* [Reading passage]
Coffee is best when prepared within 2 - 10 days after roast, but I will generally stretch that up to about two weeks before I need to toss the leftover beans due to staleness. The coffee arrived on November 28th, a full 16 days after the printed roast dates, a fact which was made pretty evident when I opened the bags and gave them a good sniff. The bags themselves were nice quality with a one-way valve to let out excess gasses while keeping the beans fresh, but I was further frustrated to discover that one of the
bags had a small tear in the back large enough for beans to ﬁt through.
The three coffees supplied were an El Salvador from Sightglass Coffee in San Francisco, a Guatemala from Drumroaster Coffee in British Columbia and a Honduras from Gimme! Coffee in Ithaca, NY. A small informational card was included with a blurb about each roaster and the farm responsible for each coffee, which is a really nice way to invite consumers to expand their coffee consciousness beyond the cafe and understand coffee as an agricultural product integral to the lives of many people on the opposite side of the supply chain.
When I brewed each coffee I felt that the tasting notes on the packages were fairly reﬂective of what I tasted in the cup (and I am, by no means, in possession of the world’s most discerning palate), but I had the unmistakable impression that I was drinking old coffee. I yearned for the “silky body” and “milk chocolate” ﬁnish of the Finca El Zarzal, for the “lingering taste of honey-coated marcona almonds” in the Finca La Esperanza and for the “midnotes of pineapple and cane sugar” in the Las Penitas. I made the coffee in my Chemex, in a pour over, in a French Press, and the coffee wasn’t bad, it just wasn’t amazing.
For the $25/month price tag (individual month price - it goes down as low as $20/month for a year long subscription) I would probably prefer to buy a couple bags of cheaper local coffee that was guaranteed to be fresher. As a whole, I have very high hopes for the future of Craft Coffee but can’t help feeling a little disappointed at what I got in the mail this time around. That having been said, Craft Coffee is a good starting point for anyone who might be interested in expanding their home brewing repertoire or possibly for the coffee pro looking to see what’s going on in other parts of the coffee world on good faith that sending older coffee is not a usual business practice for the NY company. Either way, Craft Coffee is certainly going to continue to turn some heads in the future and it will be interesting to see how the service evolves from here.
Thank you Max for your review!
Did you guys find this review interesting? Max is really really good at cooking too... maybe I can convince him to give us some tutorials in the future or share some recipes :) Lord knows, I am the worst cook. Glad I have this guy around.

* [Extracted records]
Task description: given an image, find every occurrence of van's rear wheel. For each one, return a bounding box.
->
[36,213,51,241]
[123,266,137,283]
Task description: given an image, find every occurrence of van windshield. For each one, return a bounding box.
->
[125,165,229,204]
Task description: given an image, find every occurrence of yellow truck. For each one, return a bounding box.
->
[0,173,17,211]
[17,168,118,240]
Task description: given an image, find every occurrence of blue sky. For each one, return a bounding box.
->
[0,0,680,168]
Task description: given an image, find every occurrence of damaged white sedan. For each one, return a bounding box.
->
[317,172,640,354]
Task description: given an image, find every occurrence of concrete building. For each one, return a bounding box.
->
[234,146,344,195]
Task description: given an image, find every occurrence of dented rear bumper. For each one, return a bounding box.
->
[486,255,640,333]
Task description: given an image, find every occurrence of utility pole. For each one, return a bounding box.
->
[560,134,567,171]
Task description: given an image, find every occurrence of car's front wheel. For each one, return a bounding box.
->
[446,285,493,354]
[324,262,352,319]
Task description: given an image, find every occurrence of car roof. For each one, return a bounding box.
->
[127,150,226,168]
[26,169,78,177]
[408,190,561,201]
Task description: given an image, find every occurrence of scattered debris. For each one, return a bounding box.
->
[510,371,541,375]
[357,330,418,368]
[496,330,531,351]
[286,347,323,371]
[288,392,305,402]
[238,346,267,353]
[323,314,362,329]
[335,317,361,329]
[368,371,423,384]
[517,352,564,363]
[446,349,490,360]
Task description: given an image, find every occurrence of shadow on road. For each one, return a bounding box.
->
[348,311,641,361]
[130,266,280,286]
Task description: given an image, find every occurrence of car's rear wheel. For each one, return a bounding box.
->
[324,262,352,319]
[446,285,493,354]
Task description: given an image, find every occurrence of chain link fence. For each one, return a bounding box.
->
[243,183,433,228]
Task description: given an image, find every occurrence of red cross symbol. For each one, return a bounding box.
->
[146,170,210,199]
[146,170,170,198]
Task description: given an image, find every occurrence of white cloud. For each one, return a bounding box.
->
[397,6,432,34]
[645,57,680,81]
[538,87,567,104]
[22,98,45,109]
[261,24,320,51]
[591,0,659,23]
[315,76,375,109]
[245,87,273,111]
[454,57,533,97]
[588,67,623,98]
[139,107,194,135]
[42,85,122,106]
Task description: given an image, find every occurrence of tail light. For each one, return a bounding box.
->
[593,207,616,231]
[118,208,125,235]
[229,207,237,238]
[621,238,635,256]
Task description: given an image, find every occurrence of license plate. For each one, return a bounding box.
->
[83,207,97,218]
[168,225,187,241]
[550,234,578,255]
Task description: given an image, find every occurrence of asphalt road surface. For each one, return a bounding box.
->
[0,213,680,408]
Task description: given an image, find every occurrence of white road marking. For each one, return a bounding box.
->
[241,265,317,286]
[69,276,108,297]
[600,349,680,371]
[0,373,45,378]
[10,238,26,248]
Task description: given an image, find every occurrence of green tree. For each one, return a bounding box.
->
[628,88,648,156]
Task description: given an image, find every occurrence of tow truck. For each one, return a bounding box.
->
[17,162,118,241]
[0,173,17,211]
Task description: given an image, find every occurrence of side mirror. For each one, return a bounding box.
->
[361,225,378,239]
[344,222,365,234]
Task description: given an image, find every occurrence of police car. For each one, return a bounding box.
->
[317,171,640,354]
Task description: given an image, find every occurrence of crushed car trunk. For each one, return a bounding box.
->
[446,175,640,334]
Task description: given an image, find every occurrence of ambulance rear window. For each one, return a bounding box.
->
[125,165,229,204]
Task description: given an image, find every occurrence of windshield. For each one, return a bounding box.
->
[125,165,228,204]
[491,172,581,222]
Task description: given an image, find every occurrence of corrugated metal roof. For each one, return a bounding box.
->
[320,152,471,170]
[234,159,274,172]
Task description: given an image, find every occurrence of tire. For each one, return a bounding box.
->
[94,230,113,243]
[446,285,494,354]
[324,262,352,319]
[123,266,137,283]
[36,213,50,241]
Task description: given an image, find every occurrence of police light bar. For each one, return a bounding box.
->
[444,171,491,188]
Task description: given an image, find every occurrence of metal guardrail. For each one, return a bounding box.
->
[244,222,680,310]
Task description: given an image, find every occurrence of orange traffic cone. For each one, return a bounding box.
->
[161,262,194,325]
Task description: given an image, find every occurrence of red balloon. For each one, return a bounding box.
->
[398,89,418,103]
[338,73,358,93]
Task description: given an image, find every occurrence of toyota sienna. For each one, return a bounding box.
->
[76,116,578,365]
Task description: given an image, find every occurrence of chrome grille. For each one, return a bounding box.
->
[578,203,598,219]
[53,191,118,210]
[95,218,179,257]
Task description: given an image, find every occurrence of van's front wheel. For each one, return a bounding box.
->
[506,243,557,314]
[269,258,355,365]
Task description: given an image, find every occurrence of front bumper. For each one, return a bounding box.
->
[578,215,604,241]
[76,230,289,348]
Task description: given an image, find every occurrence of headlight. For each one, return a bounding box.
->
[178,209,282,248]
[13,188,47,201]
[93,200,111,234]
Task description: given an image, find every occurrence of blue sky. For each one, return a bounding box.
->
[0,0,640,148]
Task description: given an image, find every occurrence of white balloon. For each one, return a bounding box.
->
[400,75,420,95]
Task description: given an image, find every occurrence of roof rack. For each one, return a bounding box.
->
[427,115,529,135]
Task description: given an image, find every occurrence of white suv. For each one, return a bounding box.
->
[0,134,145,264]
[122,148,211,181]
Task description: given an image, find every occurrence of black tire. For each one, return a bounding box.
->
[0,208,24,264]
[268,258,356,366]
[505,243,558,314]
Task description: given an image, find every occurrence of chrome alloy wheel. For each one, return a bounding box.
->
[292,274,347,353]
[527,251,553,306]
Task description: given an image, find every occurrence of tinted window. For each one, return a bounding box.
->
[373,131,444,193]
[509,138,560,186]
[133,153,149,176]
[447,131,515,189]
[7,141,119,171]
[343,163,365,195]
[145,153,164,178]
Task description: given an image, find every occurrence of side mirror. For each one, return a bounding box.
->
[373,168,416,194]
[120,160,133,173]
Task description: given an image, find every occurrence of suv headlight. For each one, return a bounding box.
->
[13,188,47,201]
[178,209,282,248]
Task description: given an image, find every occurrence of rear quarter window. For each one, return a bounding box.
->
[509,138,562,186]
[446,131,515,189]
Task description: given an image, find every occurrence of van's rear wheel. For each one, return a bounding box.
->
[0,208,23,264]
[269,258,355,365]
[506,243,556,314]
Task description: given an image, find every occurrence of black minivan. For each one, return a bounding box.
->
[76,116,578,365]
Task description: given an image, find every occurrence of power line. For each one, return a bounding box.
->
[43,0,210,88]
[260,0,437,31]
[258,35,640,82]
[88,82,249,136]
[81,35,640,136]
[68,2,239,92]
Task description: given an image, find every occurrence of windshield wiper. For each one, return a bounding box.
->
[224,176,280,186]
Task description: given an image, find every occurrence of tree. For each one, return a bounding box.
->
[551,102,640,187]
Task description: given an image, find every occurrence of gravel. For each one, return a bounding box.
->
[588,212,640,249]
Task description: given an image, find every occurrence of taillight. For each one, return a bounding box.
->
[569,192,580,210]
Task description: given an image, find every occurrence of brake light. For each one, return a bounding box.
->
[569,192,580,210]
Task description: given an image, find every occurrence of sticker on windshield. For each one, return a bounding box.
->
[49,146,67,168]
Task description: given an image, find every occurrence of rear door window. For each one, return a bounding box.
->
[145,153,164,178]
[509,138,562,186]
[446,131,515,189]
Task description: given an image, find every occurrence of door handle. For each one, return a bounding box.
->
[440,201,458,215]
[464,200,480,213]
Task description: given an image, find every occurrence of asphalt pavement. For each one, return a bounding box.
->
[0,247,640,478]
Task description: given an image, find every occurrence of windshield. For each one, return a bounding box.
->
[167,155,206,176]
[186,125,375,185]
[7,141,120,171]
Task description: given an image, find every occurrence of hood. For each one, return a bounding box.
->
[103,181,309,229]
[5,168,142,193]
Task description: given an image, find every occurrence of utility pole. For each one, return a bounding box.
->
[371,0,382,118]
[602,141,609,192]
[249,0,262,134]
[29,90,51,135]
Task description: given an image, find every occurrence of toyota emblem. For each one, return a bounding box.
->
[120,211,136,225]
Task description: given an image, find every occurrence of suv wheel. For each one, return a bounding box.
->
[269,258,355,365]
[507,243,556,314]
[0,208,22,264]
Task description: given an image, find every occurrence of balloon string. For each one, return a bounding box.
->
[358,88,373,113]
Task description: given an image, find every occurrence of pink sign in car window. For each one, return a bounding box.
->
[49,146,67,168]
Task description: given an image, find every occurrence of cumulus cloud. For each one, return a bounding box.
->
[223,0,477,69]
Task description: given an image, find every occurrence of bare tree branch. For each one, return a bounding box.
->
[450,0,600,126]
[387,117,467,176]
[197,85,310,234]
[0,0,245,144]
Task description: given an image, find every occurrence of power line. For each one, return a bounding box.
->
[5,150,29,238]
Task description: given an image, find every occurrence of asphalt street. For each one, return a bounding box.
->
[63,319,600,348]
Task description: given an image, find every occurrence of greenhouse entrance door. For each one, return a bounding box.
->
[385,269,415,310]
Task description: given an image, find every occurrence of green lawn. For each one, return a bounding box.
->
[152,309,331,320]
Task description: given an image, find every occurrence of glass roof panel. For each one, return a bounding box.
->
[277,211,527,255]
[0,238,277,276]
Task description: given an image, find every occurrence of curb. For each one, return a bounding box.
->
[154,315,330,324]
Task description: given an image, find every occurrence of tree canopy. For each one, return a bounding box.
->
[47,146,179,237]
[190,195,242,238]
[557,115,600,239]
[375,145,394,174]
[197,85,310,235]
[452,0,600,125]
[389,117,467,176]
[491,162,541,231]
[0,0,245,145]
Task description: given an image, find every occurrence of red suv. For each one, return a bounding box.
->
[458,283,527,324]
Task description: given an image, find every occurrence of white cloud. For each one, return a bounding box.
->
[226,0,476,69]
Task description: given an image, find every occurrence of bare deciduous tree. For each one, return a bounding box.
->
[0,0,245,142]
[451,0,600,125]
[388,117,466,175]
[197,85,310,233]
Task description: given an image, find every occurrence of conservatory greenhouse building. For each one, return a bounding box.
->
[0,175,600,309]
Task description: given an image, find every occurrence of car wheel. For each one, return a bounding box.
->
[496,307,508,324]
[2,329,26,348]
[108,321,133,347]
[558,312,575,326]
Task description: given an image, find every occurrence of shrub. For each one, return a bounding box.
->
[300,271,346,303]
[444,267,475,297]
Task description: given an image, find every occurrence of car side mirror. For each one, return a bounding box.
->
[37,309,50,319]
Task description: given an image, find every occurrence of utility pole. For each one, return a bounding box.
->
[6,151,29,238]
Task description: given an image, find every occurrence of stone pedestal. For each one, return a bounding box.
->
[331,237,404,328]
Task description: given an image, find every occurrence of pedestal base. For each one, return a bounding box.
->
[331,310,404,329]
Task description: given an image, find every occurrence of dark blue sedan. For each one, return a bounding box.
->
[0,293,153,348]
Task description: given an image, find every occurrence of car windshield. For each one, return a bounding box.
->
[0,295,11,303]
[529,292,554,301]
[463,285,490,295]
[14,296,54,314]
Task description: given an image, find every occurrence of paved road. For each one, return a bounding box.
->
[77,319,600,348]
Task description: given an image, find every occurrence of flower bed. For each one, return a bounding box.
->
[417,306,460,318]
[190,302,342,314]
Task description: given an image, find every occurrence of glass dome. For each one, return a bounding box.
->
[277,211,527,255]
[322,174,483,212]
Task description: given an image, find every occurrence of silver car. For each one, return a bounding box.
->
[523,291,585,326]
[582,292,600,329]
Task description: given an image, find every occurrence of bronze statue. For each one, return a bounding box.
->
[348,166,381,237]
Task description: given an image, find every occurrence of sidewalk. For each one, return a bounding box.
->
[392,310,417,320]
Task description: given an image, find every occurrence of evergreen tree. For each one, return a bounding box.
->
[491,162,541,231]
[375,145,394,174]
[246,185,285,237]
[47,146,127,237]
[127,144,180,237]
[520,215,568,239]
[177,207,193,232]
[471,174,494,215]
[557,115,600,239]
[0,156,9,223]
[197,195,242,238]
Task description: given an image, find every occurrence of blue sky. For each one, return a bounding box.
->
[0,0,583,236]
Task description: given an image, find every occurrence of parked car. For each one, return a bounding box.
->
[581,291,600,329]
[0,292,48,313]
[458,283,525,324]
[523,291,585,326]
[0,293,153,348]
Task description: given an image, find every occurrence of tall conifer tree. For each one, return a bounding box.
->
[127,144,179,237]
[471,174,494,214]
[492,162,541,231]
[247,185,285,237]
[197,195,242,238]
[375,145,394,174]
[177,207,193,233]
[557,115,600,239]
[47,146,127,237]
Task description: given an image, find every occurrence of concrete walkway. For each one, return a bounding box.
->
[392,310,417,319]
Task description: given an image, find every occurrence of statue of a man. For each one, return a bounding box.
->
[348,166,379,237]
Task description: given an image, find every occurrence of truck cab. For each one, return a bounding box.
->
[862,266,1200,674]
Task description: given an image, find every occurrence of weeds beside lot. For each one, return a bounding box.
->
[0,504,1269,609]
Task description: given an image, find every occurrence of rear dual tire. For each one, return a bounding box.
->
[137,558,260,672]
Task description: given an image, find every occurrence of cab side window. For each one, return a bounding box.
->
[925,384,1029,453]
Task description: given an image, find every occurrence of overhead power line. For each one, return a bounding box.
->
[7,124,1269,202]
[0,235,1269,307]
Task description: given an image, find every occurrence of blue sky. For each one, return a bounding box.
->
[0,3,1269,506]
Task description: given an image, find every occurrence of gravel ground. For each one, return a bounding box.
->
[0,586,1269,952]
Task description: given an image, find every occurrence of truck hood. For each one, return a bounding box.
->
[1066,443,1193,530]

* [Action item A] List every brewing method the coffee review says was used to make the coffee.
* [Action item B] In the coffee review, change "Craft Coffee" to "the subscription service" in the part from "For the $25/month" to "evolves from here.", and write out that part.

* [Exercise output A]
Chemex
pour over
French Press

* [Exercise output B]
For the $25/month price tag (individual month price - it goes down as low as $20/month for a year long subscription) I would probably prefer to buy a couple bags of cheaper local coffee that was guaranteed to be fresher. As a whole, I have very high hopes for the future of the subscription service but can’t help feeling a little disappointed at what I got in the mail this time around. That having been said, the subscription service is a good starting point for anyone who might be interested in expanding their home brewing repertoire or possibly for the coffee pro looking to see what’s going on in other parts of the coffee world on good faith that sending older coffee is not a usual business practice for the NY company. Either way, the subscription service is certainly going to continue to turn some heads in the future and it will be interesting to see how the service evolves from here.